■ **Set of tasks**:
[1] Say whether each statement below agrees with the post on the Haskell tinywl implementation: (a) the Haskell project links against a Tinywl shared library; (b) the plan is to keep c_main in place; (c) the plan appears in the README and TODO. Answer yes or no and quote the deciding words.
[2] Answer these questions from the post on the Haskell tinywl implementation below:
(a) When was the implementation started?
(b) What is c_main to be refactored into first?
(c) What does the writer want peace of mind about?
[3] Continue the post on the Haskell tinywl implementation from where it stops.

■ **Passage provided**:
_ _ _ _
I actually started a haskell implementation this weekend of tinywl, you can find my approach here

Any help is greatly appreciated.

So what I have created is a Tinywl shared library that the Haskell project is linking against. The idea is to have it working and move, bit by bit the calls on this shared library to wlhs bindings or local haskell implementations.

Going forward my plan (which I outlined in the README and TODO) is to refactor the c_main to first be a series of C functions and to call these exposed c functions from Haskell so we can replace c_main totally with Haskell.

The intention is to get to a point in which we can focus on refactoring single sections of the code in an iterative fashion and have the peace of mind of testing tinywl as we go.
_ _ _ _
■ **Dataset records**:
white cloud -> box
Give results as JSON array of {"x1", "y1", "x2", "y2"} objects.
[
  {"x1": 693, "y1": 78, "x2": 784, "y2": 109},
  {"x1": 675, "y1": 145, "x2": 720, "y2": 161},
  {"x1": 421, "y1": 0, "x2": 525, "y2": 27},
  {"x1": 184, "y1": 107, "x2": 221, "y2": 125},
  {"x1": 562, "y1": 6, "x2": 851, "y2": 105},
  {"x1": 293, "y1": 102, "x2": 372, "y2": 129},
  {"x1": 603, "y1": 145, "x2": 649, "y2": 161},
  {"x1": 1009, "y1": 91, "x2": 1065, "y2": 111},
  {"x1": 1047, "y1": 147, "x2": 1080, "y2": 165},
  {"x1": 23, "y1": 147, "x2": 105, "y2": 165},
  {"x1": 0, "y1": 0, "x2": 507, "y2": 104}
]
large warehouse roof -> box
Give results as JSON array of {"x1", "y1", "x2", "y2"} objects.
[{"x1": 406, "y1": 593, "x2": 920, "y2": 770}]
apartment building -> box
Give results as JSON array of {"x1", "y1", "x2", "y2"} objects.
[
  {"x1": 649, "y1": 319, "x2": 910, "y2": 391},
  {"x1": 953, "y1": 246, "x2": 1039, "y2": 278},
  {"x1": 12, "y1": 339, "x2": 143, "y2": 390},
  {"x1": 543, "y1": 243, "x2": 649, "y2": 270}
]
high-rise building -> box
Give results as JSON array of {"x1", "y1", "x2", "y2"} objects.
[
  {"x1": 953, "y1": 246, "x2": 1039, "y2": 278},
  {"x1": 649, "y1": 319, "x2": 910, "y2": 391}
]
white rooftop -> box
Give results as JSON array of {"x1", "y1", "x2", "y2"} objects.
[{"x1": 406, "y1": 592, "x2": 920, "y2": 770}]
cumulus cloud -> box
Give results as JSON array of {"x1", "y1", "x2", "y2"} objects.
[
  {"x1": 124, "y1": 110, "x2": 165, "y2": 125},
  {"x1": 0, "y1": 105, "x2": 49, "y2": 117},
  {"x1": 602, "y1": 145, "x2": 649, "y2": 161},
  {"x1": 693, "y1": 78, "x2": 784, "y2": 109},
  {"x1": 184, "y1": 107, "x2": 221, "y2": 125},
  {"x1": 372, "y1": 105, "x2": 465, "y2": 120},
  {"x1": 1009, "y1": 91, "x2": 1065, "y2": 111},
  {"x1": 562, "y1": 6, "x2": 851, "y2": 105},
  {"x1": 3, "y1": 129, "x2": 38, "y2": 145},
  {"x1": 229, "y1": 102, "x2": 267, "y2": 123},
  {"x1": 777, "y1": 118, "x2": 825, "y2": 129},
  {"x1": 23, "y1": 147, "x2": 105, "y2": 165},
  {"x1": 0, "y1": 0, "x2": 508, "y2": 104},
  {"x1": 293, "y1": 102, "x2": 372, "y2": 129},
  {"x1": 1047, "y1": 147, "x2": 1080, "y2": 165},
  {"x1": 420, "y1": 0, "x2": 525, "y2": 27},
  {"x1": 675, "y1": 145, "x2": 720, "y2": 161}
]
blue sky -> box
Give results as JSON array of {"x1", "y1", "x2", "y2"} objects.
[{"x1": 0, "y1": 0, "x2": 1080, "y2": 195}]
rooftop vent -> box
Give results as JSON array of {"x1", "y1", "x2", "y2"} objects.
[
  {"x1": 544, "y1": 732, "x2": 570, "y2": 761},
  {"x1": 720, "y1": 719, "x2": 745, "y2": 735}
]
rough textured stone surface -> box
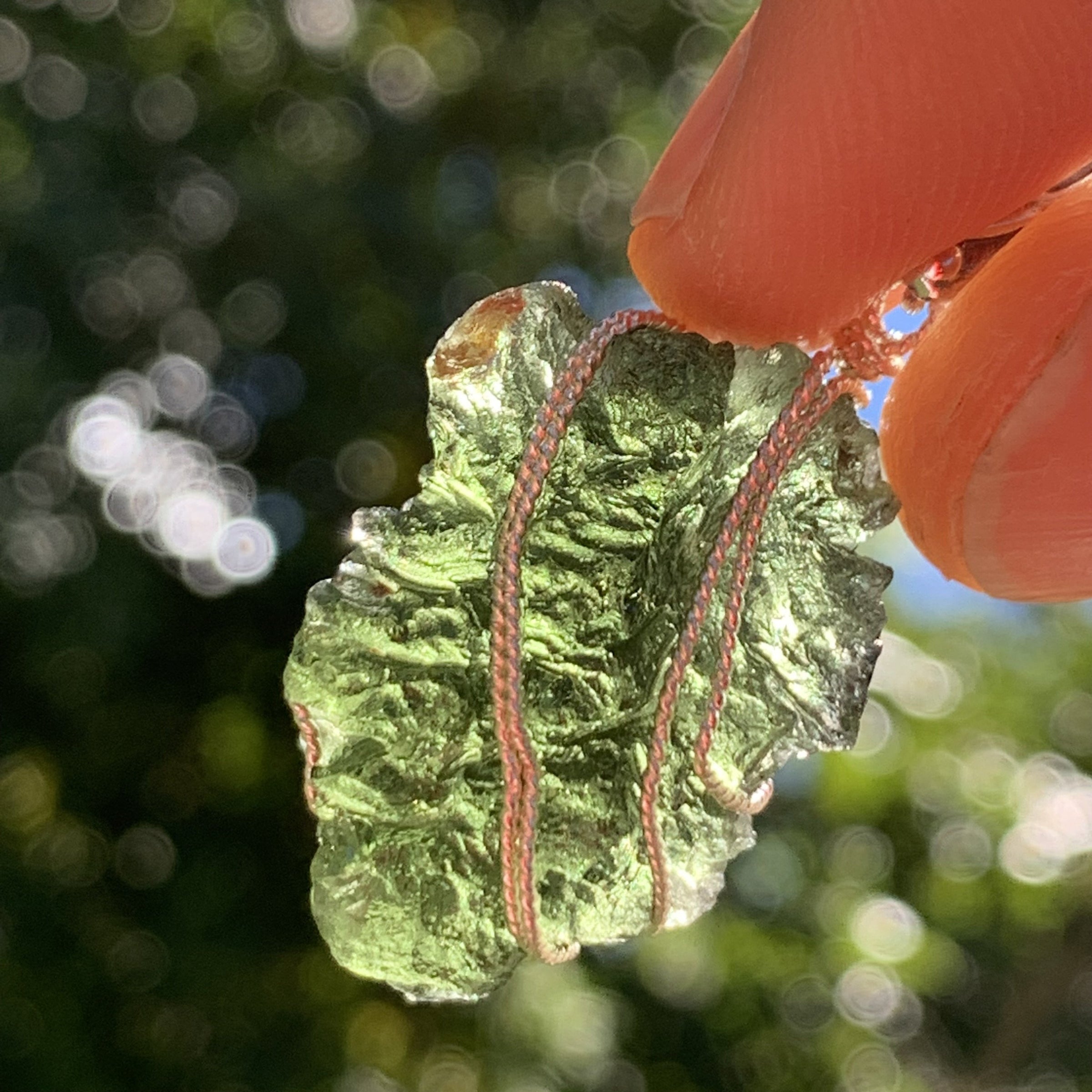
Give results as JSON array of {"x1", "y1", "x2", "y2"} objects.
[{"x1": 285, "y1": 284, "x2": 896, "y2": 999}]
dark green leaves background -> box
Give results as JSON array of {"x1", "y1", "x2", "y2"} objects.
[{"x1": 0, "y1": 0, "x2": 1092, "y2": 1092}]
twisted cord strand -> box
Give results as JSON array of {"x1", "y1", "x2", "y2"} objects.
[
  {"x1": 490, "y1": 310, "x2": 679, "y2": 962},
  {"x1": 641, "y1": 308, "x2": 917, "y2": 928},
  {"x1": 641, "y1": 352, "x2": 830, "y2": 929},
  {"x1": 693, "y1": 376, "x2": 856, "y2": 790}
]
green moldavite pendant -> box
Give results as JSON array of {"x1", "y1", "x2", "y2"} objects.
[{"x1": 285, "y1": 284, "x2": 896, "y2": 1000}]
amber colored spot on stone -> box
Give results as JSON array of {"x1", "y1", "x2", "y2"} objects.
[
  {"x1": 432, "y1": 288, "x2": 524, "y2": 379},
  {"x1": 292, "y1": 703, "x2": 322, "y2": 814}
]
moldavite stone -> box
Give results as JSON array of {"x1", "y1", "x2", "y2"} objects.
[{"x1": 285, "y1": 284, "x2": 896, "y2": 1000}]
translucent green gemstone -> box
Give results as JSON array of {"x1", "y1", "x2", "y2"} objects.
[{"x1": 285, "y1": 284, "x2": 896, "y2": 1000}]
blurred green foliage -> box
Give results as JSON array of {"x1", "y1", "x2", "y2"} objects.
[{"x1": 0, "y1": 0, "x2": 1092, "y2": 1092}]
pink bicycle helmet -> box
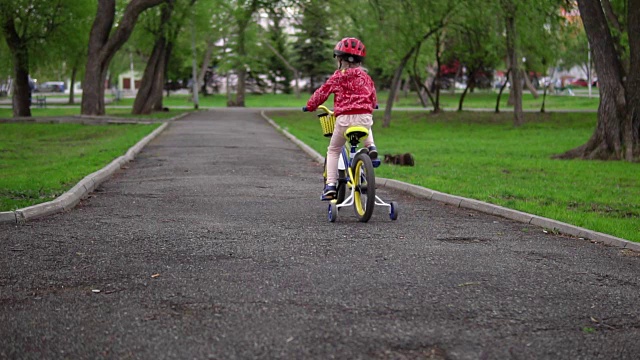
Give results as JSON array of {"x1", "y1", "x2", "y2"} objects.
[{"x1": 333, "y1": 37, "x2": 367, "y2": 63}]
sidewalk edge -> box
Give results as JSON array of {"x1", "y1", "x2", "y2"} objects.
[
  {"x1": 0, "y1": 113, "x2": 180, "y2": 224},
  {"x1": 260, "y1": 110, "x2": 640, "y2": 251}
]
_ _ _ _
■ **Results by task**:
[1]
(a) Yes: "a Tinywl shared library that the Haskell project is linking against"
(b) No: "so we can replace c_main totally with Haskell"
(c) Yes: "which I outlined in the README and TODO"

[2]
(a) This weekend.
(b) A series of C functions.
(c) Testing tinywl as they go.

[3]
Its actually pretty easy to get started, just:

  1. git clone https://github.com/l-Shane-l/tiny-wlhs.git && cd tiny-wlhs

  2. nix-shell

  3. cabal run

You should then see a window open, I ran this on my xmonad setup, there was some confusion with hotkeys but it worked fine. Alt mouse left will move the window and alt mouse right will resize it.

I will add in what I did to the change log, but I anyone want to help or has any feedback on the approach please get in touch.

It probably makes sense to setup somewhere for anyone working on the wlroots bindings instead of posting updates on this forum.